§ **Task description**:
Exact repetition is the task: copy every entry below.

§ **Available data**:
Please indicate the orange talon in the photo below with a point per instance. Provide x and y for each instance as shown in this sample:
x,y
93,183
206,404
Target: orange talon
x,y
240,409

§ **Result below**:
Please indicate the orange talon in the photo below with a point per instance. Provide x and y for each instance as shown in this sample:
x,y
93,183
206,404
Target: orange talon
x,y
240,409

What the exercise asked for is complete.